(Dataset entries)

▬▬▬

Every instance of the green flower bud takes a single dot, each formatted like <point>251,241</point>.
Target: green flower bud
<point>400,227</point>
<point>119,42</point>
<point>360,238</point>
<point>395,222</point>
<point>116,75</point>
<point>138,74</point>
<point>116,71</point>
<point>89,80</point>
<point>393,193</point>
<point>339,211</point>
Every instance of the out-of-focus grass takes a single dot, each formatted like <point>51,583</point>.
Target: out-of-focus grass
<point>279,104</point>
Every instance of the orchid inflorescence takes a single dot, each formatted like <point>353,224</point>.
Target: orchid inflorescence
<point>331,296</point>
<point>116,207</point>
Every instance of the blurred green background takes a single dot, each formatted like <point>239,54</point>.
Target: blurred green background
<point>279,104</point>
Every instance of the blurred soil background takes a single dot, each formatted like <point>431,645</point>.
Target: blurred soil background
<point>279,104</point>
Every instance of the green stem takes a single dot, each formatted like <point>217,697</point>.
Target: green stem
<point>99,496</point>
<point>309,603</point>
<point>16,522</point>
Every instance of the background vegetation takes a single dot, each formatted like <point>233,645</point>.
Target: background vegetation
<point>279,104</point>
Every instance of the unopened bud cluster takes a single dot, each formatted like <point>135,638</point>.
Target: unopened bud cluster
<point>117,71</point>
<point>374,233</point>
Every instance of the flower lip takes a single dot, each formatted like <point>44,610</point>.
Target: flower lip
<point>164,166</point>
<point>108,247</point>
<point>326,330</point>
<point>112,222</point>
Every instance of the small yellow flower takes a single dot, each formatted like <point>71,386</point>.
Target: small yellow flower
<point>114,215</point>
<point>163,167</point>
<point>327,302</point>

▬▬▬

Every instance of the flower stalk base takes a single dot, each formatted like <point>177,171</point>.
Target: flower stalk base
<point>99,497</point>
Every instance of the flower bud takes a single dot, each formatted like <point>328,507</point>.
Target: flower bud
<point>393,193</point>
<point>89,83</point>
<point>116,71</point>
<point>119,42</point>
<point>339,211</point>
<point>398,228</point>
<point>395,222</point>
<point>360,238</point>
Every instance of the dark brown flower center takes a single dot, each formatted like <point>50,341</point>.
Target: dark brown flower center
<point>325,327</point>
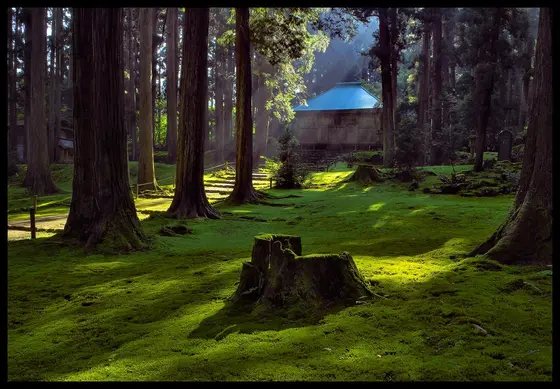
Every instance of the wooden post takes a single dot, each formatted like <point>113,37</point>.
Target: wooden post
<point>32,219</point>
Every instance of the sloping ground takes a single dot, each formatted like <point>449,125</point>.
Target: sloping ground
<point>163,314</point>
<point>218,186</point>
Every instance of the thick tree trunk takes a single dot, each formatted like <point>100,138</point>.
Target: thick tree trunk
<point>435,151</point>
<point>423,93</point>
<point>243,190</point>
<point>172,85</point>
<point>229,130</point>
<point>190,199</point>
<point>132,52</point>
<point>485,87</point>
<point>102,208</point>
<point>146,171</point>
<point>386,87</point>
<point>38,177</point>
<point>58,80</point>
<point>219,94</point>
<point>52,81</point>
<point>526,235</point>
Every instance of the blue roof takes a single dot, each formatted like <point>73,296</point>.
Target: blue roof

▬▬▬

*Goal of the exercise*:
From the data above, reproduce word for word the lines running from the line with "Target: green stem" to the line with "Every instance of the flower lip", ends included.

*Exercise solution*:
Target: green stem
<point>99,496</point>
<point>309,603</point>
<point>16,522</point>
Every instance of the background vegetation takes a single dot, each formatted like <point>233,645</point>.
Target: background vegetation
<point>279,104</point>
Every instance of the unopened bud cluster takes a single dot, each formatted like <point>135,638</point>.
Target: unopened bud cluster
<point>117,71</point>
<point>374,233</point>
Every instance of the flower lip takes a single dot, each formatted like <point>44,610</point>.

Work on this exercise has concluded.